┌────────

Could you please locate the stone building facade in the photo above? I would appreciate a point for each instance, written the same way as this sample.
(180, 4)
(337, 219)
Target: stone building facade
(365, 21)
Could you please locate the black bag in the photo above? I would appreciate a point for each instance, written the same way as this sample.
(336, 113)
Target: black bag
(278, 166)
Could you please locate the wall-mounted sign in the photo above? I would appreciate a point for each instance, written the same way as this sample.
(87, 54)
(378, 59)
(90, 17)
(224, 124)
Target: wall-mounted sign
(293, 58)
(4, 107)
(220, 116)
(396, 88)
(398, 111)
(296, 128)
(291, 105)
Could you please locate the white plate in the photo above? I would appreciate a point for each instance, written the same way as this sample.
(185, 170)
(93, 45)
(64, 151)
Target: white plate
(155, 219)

└────────

— Required work —
Keeping each word as given, write out the material above.

— Task result —
Could you please locate the stone building facade in the photo above? I would appreciate a point for each instance, written the same way as this sample.
(180, 4)
(337, 219)
Target: stone building facade
(365, 21)
Could you please locate the black bag in the photo above? I would appreciate a point for each instance, written the same way as this sample.
(336, 113)
Target: black bag
(278, 166)
Could you please locate the wall-mounted sign in the photo above? I would appreciate a point for each instance, written the same way as this sample.
(87, 54)
(378, 59)
(90, 17)
(224, 124)
Target: wall-mounted sign
(293, 58)
(4, 107)
(220, 116)
(396, 88)
(398, 111)
(296, 128)
(291, 105)
Could you please locate the white plate in the photo above? I would appreciate a point for each instance, written the same way as this sample.
(185, 170)
(93, 45)
(64, 151)
Target: white plate
(155, 219)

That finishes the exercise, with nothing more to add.